→ **WORK ITEM**: Among the lines of the records, please find those that contain the word "below" and copy them.

[RECORDS FOR THE TASK]

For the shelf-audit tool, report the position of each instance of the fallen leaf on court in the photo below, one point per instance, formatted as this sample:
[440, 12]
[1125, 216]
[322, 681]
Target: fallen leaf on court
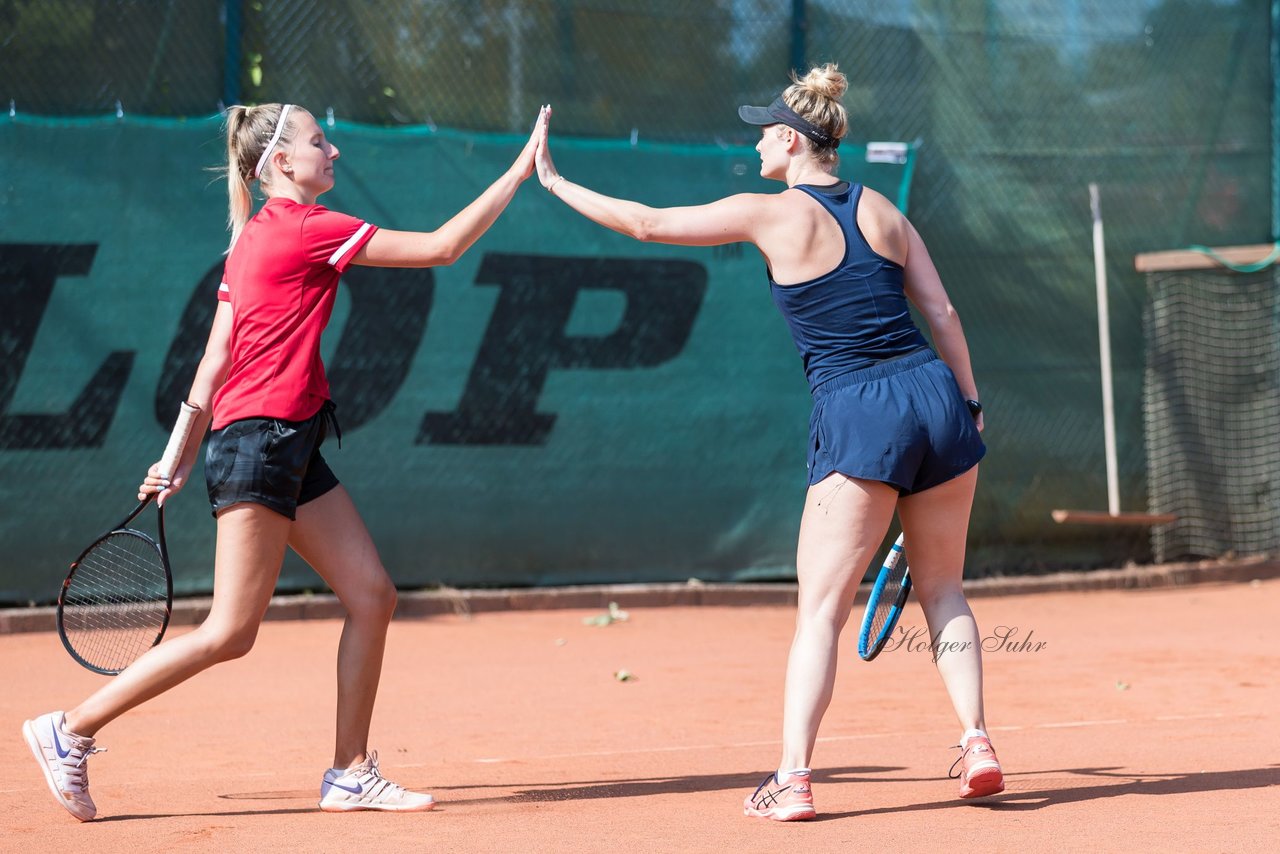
[613, 615]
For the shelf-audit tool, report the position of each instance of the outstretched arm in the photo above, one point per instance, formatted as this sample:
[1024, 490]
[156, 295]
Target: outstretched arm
[728, 220]
[447, 243]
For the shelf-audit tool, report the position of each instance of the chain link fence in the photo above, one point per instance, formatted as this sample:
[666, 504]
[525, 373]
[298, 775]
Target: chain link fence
[1018, 106]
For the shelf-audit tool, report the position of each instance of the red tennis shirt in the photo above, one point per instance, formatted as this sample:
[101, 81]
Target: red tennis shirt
[282, 279]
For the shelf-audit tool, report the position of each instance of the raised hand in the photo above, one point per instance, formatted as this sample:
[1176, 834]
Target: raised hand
[547, 173]
[524, 165]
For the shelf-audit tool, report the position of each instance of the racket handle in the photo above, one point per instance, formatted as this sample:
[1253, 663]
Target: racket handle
[178, 439]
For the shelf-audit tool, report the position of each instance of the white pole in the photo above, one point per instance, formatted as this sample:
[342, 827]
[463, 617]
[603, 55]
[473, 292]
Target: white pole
[1109, 410]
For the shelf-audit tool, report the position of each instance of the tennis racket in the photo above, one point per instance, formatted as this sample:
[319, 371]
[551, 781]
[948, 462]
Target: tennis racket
[885, 606]
[117, 598]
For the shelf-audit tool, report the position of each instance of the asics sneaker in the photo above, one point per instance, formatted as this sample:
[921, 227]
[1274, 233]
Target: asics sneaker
[786, 800]
[364, 788]
[63, 757]
[979, 768]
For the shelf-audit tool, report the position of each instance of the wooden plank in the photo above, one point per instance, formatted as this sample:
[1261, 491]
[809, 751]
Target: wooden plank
[1191, 260]
[1102, 517]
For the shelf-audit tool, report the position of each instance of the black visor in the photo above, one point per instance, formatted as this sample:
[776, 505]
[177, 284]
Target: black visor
[778, 113]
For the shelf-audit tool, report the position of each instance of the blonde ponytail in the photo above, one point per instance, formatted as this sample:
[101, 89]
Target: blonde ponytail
[248, 131]
[817, 97]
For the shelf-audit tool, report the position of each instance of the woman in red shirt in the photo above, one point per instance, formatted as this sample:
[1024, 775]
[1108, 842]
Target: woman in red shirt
[263, 388]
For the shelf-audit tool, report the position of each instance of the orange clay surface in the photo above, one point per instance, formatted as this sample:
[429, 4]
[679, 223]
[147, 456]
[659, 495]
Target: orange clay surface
[1147, 721]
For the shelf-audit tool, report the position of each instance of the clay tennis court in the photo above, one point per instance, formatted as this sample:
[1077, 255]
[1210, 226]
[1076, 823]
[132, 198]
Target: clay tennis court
[1144, 721]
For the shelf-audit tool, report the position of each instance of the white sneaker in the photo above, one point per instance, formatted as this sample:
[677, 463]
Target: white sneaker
[63, 757]
[364, 788]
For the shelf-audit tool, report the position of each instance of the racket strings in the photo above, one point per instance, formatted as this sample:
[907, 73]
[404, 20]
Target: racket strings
[117, 601]
[888, 601]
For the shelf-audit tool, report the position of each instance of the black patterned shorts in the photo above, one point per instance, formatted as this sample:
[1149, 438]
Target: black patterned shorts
[270, 461]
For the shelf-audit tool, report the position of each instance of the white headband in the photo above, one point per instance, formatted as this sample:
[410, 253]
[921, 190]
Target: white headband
[275, 137]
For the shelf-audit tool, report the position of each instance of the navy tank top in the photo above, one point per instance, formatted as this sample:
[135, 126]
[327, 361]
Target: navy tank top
[855, 315]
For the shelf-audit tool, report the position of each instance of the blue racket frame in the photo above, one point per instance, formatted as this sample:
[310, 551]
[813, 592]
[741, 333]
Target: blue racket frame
[871, 647]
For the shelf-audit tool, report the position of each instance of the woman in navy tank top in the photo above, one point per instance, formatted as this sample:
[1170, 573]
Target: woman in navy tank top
[895, 425]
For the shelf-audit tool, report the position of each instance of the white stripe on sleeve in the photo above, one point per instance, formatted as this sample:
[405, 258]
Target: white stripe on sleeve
[346, 247]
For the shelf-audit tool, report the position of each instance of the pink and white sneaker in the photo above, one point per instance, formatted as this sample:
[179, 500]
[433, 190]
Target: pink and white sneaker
[785, 800]
[63, 757]
[365, 788]
[979, 768]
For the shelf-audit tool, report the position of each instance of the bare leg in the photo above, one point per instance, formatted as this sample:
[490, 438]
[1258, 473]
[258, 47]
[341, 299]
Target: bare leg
[844, 521]
[936, 525]
[250, 551]
[330, 535]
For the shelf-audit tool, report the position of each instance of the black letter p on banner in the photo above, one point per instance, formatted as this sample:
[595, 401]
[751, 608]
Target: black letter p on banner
[526, 338]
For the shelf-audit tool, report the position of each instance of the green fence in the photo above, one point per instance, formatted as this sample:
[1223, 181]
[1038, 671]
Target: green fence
[561, 405]
[1018, 105]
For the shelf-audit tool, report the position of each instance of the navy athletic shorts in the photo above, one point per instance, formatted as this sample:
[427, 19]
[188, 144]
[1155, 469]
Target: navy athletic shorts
[901, 421]
[270, 461]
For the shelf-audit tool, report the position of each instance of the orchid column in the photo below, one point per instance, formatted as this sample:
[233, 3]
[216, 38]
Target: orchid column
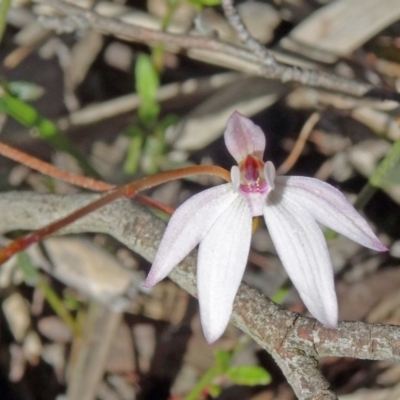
[220, 220]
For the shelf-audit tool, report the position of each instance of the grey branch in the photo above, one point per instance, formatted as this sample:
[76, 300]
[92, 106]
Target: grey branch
[265, 65]
[295, 342]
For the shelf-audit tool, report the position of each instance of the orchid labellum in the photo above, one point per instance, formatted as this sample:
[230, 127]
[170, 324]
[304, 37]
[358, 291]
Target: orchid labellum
[220, 220]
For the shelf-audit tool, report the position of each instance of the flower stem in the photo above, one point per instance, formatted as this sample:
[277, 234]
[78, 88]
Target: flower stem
[126, 191]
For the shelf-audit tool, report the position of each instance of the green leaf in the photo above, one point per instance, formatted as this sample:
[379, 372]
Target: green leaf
[214, 391]
[26, 91]
[27, 116]
[248, 375]
[147, 84]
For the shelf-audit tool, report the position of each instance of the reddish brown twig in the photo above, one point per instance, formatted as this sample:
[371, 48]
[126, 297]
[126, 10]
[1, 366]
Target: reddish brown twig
[128, 191]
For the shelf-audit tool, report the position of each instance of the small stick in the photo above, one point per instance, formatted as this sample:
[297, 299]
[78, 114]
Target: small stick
[127, 191]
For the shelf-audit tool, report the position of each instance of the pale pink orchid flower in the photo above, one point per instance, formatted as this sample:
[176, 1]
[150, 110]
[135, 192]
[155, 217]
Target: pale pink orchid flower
[220, 220]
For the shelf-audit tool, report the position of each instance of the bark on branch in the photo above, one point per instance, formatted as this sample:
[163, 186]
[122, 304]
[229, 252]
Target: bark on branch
[295, 342]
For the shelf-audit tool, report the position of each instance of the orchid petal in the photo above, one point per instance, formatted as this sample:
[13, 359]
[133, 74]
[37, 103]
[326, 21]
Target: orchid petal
[222, 259]
[270, 174]
[187, 227]
[302, 249]
[243, 137]
[329, 207]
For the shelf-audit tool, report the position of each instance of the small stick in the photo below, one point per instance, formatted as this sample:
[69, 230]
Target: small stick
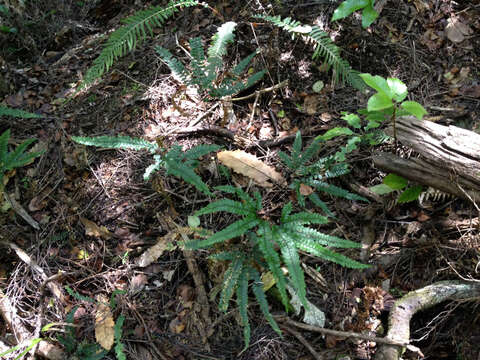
[262, 91]
[345, 334]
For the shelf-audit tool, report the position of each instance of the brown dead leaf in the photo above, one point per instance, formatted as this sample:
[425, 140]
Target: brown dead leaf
[92, 229]
[104, 324]
[163, 243]
[305, 190]
[310, 104]
[456, 30]
[249, 165]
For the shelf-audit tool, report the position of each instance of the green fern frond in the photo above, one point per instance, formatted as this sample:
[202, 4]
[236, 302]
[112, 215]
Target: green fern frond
[330, 255]
[334, 190]
[175, 66]
[116, 142]
[6, 111]
[305, 217]
[252, 205]
[257, 287]
[323, 46]
[220, 41]
[119, 349]
[266, 242]
[157, 165]
[292, 260]
[242, 298]
[230, 279]
[238, 228]
[126, 38]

[/RECORDS FOR THE TASK]

→ **PROBLEM SOLUTION**:
For the shelf-audit tool, report the position of each instance of the fallen leaf on court in the photo below, one point per instance, formatted as this sample:
For the shelf-audit tool, report the position of each instance of the orchid column in the photo below, one point per instance, formatted as this sample:
For the shelf-audit tool, report the position of each instance of the small stick in the photo below, one point per instance, formatted as this sample:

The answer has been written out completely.